:: SUPPLIED MATERIAL ::
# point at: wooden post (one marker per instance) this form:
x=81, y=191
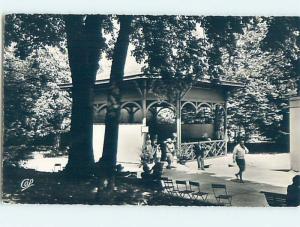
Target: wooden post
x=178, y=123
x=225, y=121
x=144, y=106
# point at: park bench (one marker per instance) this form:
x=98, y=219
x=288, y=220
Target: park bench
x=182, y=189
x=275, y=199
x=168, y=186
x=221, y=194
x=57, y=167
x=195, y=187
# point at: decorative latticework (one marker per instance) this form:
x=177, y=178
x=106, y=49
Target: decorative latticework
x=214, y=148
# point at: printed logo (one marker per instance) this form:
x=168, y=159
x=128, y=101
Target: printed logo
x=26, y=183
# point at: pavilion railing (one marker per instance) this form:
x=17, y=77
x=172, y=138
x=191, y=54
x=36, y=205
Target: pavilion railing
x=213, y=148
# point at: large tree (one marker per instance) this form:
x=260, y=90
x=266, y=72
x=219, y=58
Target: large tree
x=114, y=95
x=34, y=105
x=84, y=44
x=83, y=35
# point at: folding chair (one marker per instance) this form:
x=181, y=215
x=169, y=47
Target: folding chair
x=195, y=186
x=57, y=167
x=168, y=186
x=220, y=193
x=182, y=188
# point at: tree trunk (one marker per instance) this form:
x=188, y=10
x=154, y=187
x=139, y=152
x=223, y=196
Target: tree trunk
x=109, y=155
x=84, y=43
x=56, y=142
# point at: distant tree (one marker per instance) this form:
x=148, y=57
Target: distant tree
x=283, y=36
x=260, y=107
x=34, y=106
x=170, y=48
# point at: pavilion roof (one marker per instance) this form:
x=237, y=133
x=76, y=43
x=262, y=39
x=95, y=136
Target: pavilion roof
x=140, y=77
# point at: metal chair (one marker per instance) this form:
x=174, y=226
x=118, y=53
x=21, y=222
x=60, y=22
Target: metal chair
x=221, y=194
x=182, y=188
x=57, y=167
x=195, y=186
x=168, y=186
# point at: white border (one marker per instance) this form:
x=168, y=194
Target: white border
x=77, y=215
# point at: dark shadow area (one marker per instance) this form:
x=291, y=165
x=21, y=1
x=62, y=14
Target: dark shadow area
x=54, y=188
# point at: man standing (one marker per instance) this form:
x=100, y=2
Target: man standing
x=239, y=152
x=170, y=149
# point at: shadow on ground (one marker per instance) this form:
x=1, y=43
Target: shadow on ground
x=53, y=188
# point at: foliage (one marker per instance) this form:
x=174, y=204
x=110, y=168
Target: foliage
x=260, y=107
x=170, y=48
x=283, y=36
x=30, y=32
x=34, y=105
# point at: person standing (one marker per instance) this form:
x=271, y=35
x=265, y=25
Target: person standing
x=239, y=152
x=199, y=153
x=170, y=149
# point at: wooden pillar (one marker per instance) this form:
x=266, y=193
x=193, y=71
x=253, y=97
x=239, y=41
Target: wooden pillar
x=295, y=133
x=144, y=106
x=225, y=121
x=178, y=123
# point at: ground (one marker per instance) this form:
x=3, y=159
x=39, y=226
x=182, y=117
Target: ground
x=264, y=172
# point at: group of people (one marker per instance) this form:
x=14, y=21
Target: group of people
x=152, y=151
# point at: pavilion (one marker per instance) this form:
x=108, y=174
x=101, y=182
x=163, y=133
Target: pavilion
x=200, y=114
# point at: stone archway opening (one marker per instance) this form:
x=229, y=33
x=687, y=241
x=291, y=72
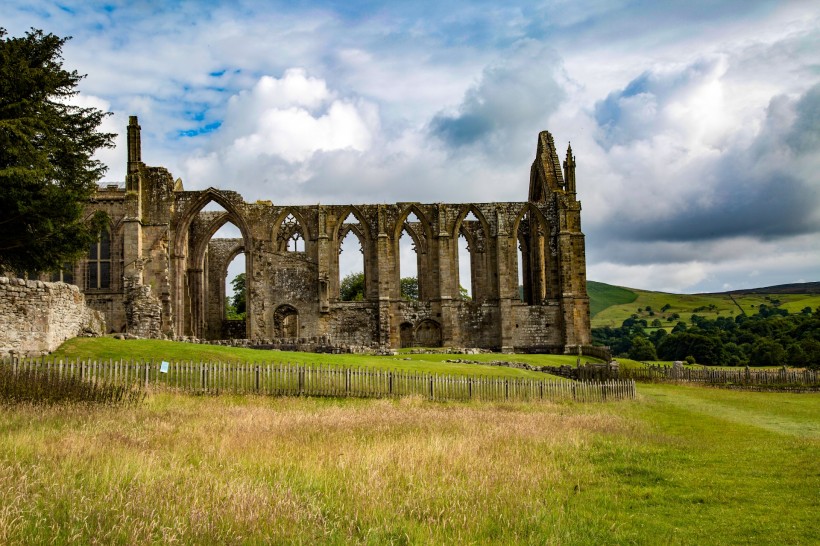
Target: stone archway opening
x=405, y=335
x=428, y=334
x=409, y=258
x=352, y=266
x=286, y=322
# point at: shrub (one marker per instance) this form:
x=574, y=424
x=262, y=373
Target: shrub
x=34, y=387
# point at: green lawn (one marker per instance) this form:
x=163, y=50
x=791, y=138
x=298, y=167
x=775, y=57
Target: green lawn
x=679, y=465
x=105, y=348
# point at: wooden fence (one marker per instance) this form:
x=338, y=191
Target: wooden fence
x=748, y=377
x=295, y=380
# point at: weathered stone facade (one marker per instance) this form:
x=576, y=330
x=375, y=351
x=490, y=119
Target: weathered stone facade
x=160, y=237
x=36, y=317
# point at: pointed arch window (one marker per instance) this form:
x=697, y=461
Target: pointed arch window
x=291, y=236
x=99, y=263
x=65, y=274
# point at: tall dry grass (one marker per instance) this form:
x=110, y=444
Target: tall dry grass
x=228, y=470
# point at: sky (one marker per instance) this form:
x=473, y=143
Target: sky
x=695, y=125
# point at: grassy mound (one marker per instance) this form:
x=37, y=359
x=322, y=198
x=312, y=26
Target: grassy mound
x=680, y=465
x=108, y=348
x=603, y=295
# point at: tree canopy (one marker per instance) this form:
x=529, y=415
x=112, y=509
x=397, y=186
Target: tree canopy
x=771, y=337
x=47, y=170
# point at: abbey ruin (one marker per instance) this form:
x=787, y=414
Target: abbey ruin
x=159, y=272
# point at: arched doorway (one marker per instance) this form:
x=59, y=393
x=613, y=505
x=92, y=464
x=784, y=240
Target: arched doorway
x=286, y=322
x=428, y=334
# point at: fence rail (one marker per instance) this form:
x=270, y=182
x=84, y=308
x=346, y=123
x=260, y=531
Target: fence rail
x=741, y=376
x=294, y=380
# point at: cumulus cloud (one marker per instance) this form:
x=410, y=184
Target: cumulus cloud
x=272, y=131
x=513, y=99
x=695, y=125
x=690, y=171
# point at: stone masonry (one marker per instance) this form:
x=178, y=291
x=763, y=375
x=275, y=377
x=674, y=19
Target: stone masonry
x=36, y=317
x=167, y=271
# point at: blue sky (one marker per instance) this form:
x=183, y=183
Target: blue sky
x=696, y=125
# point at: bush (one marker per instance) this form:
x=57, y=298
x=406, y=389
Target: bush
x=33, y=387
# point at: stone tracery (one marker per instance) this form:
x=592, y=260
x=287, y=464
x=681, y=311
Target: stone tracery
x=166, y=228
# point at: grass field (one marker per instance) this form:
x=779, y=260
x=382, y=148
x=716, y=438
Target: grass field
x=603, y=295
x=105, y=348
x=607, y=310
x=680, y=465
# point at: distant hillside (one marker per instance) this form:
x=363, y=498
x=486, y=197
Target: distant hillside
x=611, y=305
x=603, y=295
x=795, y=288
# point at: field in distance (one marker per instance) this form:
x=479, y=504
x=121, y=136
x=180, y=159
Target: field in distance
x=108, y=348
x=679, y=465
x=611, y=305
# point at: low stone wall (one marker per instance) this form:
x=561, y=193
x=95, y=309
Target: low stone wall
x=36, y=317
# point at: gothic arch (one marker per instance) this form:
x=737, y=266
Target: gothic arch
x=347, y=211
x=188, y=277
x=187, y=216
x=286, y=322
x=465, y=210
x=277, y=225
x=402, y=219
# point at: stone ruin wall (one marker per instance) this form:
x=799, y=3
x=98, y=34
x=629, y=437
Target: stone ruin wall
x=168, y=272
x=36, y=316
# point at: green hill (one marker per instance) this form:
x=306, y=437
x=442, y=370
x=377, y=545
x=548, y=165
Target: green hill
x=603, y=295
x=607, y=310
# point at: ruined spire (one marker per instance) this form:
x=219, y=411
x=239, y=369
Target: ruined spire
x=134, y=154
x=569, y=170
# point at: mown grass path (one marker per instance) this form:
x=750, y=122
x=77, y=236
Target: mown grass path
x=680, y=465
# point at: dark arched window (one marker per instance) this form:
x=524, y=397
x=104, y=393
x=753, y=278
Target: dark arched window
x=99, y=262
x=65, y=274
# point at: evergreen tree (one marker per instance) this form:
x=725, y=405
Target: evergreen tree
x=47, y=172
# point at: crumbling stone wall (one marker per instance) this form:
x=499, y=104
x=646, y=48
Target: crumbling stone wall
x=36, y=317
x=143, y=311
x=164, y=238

:: REQUIRED TASK ::
All the material shown above is to be copied exactly, with no pictures carried over.

:: EXERCISE RESULT ::
# point at: wooden post (one marker per instance) this form:
x=81, y=191
Target: wooden post
x=178, y=123
x=225, y=121
x=144, y=106
# point at: park bench (one marker per instance) this form:
x=98, y=219
x=288, y=220
Target: park bench
x=182, y=189
x=275, y=199
x=168, y=186
x=221, y=194
x=57, y=167
x=195, y=187
# point at: decorative latticework (one marker per instance) this form:
x=177, y=178
x=106, y=49
Target: decorative latticework
x=214, y=148
# point at: printed logo (one marker per instance) this form:
x=168, y=159
x=128, y=101
Target: printed logo
x=26, y=183
# point at: pavilion railing (one marker per instance) this form:
x=17, y=77
x=172, y=138
x=191, y=54
x=36, y=205
Target: pavilion railing
x=213, y=148
# point at: large tree (one marker per instance) this form:
x=260, y=90
x=266, y=72
x=219, y=58
Target: large tree
x=114, y=95
x=34, y=105
x=84, y=44
x=83, y=35
# point at: folding chair (one marker per instance) this form:
x=181, y=215
x=169, y=47
Target: folding chair
x=195, y=186
x=57, y=167
x=168, y=186
x=220, y=193
x=182, y=188
# point at: tree trunk (one marker per instance) this form:
x=188, y=10
x=154, y=187
x=139, y=152
x=223, y=196
Target: tree trunk
x=109, y=155
x=84, y=43
x=56, y=142
# point at: distant tree (one marker per instance) this form:
x=148, y=57
Target: distant tree
x=283, y=36
x=260, y=107
x=34, y=106
x=170, y=48
# point at: pavilion roof (one marker per instance) this form:
x=237, y=133
x=76, y=43
x=262, y=39
x=95, y=136
Target: pavilion roof
x=140, y=77
# point at: metal chair (one marker per instance) this form:
x=174, y=226
x=118, y=53
x=21, y=222
x=60, y=22
Target: metal chair
x=221, y=194
x=182, y=188
x=57, y=167
x=195, y=186
x=168, y=186
# point at: white border (one marker per instance) this form:
x=168, y=194
Target: white border
x=77, y=215
# point at: dark shadow area (one marker per instance) this form:
x=291, y=165
x=21, y=1
x=62, y=14
Target: dark shadow area
x=54, y=188
# point at: man standing (one marker per instance) this form:
x=100, y=2
Target: man standing
x=239, y=152
x=170, y=149
# point at: shadow on ground (one marker per instance) this form:
x=1, y=43
Target: shadow on ground
x=53, y=188
# point at: foliage (one marker per instance) this form:
x=174, y=204
x=110, y=168
Target: foliage
x=260, y=107
x=170, y=48
x=283, y=36
x=30, y=32
x=34, y=105
# point at: person standing (one marker per instance) this form:
x=271, y=35
x=265, y=25
Target: person standing
x=239, y=152
x=199, y=153
x=170, y=149
# point at: wooden pillar (one marker per instance) this form:
x=266, y=193
x=193, y=71
x=253, y=97
x=239, y=41
Target: wooden pillar
x=295, y=133
x=144, y=106
x=225, y=121
x=178, y=123
# point at: ground (one marker per instance) this form:
x=3, y=159
x=39, y=226
x=182, y=117
Target: ground
x=264, y=172
# point at: group of people (one marker per instance) this form:
x=14, y=21
Target: group of people
x=152, y=151
# point at: pavilion (one marker per instance) this form:
x=108, y=174
x=101, y=182
x=163, y=133
Target: pavilion
x=200, y=114
# point at: stone archway opening (one marker per instance) this form:
x=229, y=33
x=687, y=241
x=291, y=72
Target: stone archway opening
x=405, y=335
x=428, y=334
x=409, y=258
x=352, y=266
x=286, y=322
# point at: shrub (one marker per instance) this form:
x=574, y=424
x=262, y=373
Target: shrub
x=34, y=387
# point at: green lawn (one marker per instance) this form:
x=163, y=50
x=791, y=138
x=298, y=167
x=775, y=57
Target: green lawn
x=679, y=465
x=105, y=348
# point at: wooden fence (one marker per instance) this form:
x=338, y=191
Target: wooden fence
x=748, y=377
x=295, y=380
# point at: weathered stone facade (one marker per instance) this form:
x=576, y=330
x=375, y=351
x=490, y=119
Target: weathered stone facade
x=160, y=237
x=36, y=317
# point at: pointed arch window (one marker per instance) this form:
x=697, y=461
Target: pointed arch window
x=291, y=236
x=99, y=263
x=65, y=274
# point at: tall dry grass (one marker per instance) this form:
x=110, y=444
Target: tall dry grass
x=228, y=470
# point at: sky (one marker per instance) this form:
x=473, y=143
Target: sky
x=695, y=125
# point at: grassy mound (one marker per instance) this form:
x=37, y=359
x=322, y=198
x=312, y=26
Target: grassy mound
x=680, y=465
x=108, y=348
x=603, y=295
# point at: tree canopy (one marker per instance) this form:
x=529, y=415
x=112, y=509
x=397, y=186
Target: tree canopy
x=771, y=337
x=47, y=170
# point at: abbey ruin (one marker per instance) this form:
x=787, y=414
Target: abbey ruin
x=159, y=272
# point at: arched doorway (one marker per instance) this form:
x=59, y=393
x=613, y=505
x=92, y=464
x=784, y=240
Target: arched doorway
x=286, y=322
x=428, y=334
# point at: fence rail (one marker per instance) this form:
x=270, y=182
x=84, y=308
x=346, y=123
x=260, y=531
Target: fence rail
x=741, y=376
x=294, y=380
# point at: cumulus cloud (one marker per instance) this form:
x=410, y=184
Target: cumulus cloud
x=272, y=131
x=513, y=99
x=695, y=125
x=690, y=171
# point at: stone masonry (one marker per instance) this form:
x=178, y=291
x=763, y=375
x=275, y=377
x=674, y=19
Target: stone masonry
x=36, y=317
x=167, y=271
# point at: blue sky (one marker per instance) this form:
x=183, y=183
Target: blue sky
x=696, y=125
# point at: bush (one marker per instance) this form:
x=57, y=298
x=406, y=389
Target: bush
x=33, y=387
# point at: stone tracery (one marker per instance) this form:
x=592, y=260
x=287, y=464
x=681, y=311
Target: stone tracery
x=166, y=228
# point at: grass field (one marker per instance) this form:
x=779, y=260
x=382, y=148
x=716, y=438
Target: grass field
x=603, y=295
x=105, y=348
x=607, y=310
x=680, y=465
# point at: distant hillside (one marker per instance) this form:
x=363, y=498
x=486, y=197
Target: distant hillside
x=611, y=305
x=603, y=295
x=795, y=288
# point at: field in distance (one marker per instance) this form:
x=479, y=504
x=121, y=136
x=180, y=159
Target: field in distance
x=108, y=348
x=679, y=465
x=611, y=305
# point at: low stone wall (one marker per instance) this form:
x=561, y=193
x=95, y=309
Target: low stone wall
x=36, y=317
# point at: gothic arch (one marker per instance) this form:
x=737, y=266
Target: gothic arch
x=347, y=211
x=188, y=277
x=187, y=216
x=286, y=322
x=465, y=210
x=277, y=225
x=402, y=219
# point at: stone ruin wall (one marker per instance) this form:
x=799, y=3
x=98, y=34
x=629, y=437
Target: stone ruin wall
x=168, y=272
x=36, y=316
# point at: green hill (one marker per instance) this form:
x=306, y=437
x=442, y=370
x=377, y=545
x=548, y=165
Target: green hill
x=603, y=295
x=607, y=310
# point at: ruined spire (one marker per instance) this form:
x=219, y=411
x=239, y=369
Target: ruined spire
x=134, y=154
x=569, y=170
# point at: mown grass path (one marker per instance) this form:
x=750, y=122
x=77, y=236
Target: mown grass path
x=680, y=465
# point at: dark arched window (one marker per instance) this form:
x=524, y=397
x=104, y=393
x=753, y=278
Target: dark arched window
x=99, y=262
x=65, y=274
# point at: evergreen tree (one marker per instance) this form:
x=725, y=405
Target: evergreen tree
x=47, y=172
# point at: crumbling stone wall (one marker per instance) this form:
x=499, y=104
x=646, y=48
Target: crumbling stone wall
x=36, y=317
x=143, y=311
x=164, y=238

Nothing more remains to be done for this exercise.